[Lines of data]
···

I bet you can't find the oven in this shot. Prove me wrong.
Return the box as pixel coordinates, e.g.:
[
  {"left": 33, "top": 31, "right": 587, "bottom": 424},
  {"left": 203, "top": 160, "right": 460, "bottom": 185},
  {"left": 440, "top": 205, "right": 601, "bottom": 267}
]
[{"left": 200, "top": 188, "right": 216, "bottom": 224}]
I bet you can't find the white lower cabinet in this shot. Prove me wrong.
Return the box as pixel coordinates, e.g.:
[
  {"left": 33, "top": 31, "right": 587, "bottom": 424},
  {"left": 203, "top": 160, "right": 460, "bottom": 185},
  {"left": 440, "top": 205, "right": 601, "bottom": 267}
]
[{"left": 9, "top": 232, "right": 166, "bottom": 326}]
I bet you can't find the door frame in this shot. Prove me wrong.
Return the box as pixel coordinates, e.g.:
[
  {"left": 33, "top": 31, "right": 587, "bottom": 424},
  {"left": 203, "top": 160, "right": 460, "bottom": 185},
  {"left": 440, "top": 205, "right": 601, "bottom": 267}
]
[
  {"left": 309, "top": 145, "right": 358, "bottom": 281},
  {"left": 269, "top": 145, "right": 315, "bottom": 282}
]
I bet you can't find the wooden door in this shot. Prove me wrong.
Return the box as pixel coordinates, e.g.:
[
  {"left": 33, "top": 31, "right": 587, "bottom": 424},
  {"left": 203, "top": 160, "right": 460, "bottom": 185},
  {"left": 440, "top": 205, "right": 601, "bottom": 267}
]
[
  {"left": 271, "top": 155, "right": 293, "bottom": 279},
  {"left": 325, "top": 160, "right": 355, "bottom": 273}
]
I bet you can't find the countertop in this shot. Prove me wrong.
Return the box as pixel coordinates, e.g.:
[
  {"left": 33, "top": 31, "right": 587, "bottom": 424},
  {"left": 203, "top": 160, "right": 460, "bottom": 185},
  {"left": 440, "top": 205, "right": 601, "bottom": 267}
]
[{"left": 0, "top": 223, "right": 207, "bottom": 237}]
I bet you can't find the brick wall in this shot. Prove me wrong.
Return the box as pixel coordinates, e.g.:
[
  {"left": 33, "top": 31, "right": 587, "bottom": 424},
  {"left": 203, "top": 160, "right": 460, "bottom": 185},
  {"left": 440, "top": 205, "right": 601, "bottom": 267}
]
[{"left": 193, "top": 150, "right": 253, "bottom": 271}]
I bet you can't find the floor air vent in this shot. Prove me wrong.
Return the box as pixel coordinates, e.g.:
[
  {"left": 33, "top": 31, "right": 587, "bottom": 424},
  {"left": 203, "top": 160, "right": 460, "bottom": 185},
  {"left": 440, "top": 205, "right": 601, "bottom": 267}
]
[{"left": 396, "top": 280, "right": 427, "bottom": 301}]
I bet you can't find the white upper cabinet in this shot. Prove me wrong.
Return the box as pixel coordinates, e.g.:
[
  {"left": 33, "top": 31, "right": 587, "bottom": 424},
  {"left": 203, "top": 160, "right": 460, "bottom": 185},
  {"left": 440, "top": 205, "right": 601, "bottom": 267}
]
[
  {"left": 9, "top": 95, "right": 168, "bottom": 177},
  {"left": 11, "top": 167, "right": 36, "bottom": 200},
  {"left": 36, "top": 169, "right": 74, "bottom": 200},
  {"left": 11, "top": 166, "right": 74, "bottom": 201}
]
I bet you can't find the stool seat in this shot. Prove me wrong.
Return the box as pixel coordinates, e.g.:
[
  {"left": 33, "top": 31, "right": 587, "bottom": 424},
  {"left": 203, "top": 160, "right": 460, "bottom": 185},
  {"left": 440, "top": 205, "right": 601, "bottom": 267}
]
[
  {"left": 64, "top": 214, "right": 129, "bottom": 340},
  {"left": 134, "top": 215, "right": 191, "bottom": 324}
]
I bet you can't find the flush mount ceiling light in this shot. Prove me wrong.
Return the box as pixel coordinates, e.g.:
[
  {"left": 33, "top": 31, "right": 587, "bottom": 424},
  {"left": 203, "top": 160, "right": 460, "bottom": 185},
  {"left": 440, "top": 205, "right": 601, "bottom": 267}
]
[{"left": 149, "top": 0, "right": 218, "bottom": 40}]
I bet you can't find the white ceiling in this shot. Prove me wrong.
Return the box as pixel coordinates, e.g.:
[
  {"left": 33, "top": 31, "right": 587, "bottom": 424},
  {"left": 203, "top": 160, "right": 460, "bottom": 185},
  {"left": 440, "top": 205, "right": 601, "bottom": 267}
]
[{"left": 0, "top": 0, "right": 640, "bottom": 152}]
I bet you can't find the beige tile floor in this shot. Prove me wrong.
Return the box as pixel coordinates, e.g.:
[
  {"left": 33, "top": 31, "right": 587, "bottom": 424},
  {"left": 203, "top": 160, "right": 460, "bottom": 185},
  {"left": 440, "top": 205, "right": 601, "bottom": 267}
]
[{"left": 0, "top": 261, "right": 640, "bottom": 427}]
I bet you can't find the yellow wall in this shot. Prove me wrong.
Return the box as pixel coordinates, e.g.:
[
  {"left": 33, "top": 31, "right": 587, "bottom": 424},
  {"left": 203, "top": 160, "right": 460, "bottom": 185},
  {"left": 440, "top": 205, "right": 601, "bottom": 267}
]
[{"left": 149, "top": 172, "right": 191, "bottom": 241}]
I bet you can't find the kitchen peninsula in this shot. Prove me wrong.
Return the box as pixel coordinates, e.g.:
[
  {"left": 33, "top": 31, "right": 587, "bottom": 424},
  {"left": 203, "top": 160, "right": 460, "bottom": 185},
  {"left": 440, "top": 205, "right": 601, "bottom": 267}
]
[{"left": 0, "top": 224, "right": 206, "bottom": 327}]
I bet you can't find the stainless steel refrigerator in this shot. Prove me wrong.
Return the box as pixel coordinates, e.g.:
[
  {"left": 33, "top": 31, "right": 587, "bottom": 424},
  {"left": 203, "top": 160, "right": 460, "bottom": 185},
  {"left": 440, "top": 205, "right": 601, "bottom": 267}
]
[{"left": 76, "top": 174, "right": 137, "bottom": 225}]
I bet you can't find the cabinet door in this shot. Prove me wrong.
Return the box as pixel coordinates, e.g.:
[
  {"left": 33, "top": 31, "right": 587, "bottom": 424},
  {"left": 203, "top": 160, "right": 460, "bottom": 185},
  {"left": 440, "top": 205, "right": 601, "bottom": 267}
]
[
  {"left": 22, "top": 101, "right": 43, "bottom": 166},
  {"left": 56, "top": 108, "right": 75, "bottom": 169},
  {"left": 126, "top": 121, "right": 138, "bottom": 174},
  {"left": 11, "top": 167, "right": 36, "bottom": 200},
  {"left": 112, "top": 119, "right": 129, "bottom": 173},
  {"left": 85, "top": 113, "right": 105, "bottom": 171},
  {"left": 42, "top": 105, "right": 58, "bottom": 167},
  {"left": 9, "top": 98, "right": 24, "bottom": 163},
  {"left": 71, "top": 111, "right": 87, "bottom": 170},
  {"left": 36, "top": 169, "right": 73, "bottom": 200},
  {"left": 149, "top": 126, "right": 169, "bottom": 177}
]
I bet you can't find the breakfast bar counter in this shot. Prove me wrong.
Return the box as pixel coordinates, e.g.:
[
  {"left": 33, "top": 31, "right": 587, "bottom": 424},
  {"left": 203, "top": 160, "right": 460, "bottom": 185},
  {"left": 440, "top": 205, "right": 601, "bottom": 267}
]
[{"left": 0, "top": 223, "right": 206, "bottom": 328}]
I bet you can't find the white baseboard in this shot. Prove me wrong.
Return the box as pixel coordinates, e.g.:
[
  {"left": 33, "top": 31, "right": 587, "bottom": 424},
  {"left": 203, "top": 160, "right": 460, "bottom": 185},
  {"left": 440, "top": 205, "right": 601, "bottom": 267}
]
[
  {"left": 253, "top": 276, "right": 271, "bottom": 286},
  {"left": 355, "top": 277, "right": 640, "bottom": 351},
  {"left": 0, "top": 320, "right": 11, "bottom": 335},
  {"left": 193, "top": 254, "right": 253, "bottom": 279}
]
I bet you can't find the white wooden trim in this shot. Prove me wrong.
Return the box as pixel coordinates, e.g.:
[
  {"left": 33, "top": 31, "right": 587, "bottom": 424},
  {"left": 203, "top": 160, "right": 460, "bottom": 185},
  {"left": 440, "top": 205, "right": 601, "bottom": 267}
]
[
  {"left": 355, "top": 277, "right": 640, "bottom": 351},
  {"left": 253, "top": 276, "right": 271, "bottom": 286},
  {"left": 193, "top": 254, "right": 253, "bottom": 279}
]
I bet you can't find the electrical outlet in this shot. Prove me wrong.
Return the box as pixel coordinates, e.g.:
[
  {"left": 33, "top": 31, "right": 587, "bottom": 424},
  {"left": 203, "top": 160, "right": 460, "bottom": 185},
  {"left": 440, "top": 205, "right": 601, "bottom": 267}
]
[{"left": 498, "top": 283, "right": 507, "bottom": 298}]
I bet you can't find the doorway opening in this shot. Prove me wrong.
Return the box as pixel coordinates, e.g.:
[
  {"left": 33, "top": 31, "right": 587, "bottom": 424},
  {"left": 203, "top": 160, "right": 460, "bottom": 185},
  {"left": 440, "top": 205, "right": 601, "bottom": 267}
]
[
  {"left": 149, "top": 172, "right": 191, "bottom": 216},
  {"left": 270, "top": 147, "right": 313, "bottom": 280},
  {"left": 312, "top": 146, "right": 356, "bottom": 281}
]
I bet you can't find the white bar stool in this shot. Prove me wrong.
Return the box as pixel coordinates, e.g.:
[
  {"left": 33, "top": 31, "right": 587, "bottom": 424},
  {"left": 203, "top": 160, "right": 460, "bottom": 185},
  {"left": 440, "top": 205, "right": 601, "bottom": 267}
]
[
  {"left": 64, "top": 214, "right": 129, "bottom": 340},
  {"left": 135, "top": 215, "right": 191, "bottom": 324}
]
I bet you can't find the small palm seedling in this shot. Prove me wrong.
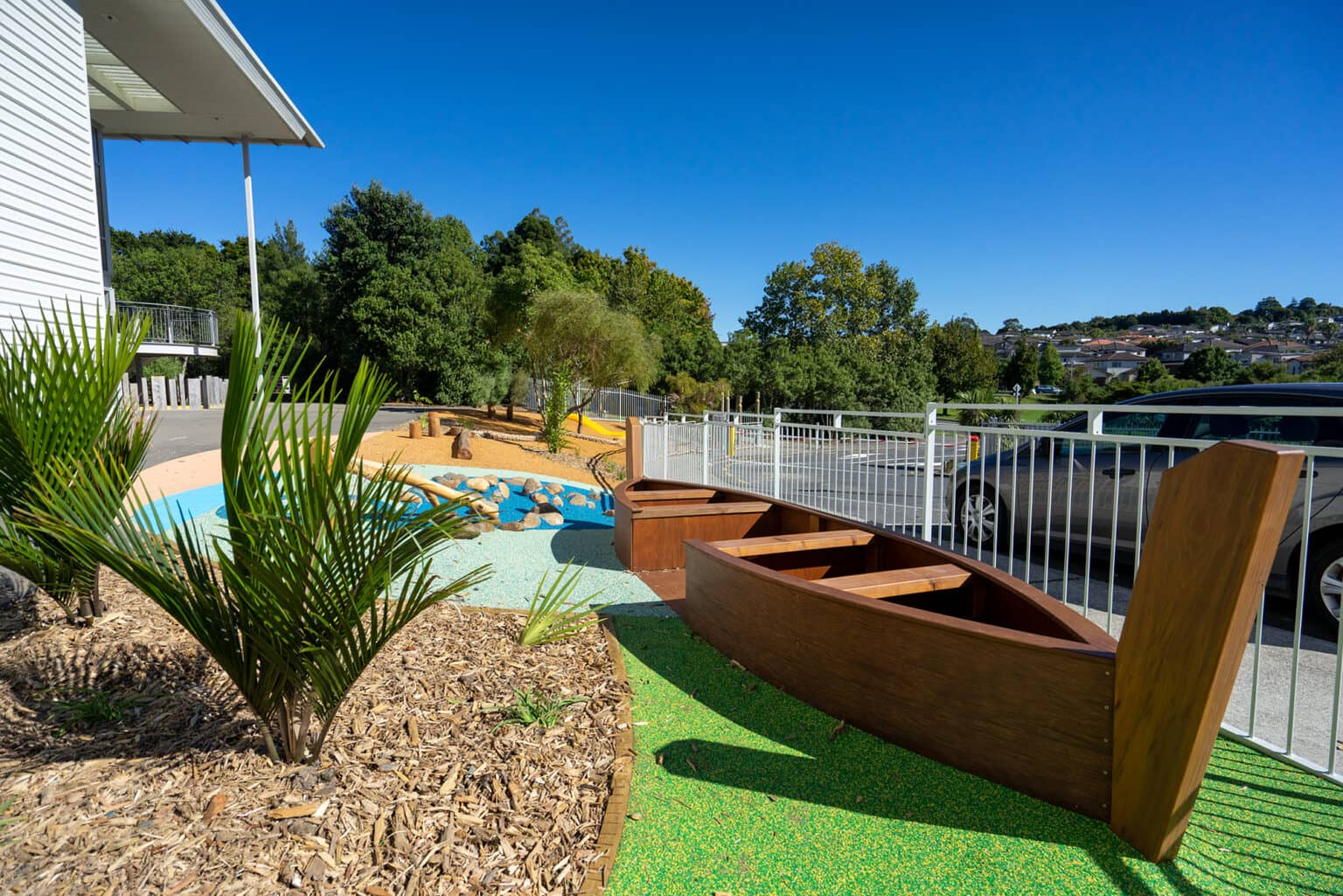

···

Directions:
Report each line of the material above that contains the string "wall", copying every such line in full. Treat uppercase and lowercase letters as different.

Full solution:
I bet you can't find the brick wall in this shot. Prove me wrong.
I bet you can't find the yellow wall in this shot. Prove me wrong.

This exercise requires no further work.